# Start of DATASET ENTRIES
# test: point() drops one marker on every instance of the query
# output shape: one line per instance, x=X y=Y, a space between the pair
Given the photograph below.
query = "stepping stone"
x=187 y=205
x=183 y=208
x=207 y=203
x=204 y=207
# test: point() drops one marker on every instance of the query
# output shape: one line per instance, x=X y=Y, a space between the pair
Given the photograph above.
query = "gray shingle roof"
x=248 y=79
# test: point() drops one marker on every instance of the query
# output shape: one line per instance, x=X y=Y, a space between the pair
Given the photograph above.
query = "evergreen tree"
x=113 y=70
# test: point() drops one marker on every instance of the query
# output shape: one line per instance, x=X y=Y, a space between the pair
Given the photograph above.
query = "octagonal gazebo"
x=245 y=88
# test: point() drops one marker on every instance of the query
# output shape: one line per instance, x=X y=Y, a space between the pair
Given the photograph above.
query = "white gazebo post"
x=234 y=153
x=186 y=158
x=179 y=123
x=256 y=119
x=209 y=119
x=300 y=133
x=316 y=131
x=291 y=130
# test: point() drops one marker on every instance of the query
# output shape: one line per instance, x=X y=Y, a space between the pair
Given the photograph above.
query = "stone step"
# End of DATASET ENTRIES
# Start of DATASET ENTRIES
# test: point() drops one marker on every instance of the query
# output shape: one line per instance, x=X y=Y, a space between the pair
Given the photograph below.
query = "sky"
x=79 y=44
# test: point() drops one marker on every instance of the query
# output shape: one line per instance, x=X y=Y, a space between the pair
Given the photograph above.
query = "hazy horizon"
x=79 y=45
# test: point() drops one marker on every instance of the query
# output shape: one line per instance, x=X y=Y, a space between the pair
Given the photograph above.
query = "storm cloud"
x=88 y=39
# End of DATASET ENTRIES
**PROBLEM DESCRIPTION:** Report every line in the rows above that contains the word "stone", copying each such line in full.

**TASK RESULT:**
query = "stepping stone"
query = "stone step"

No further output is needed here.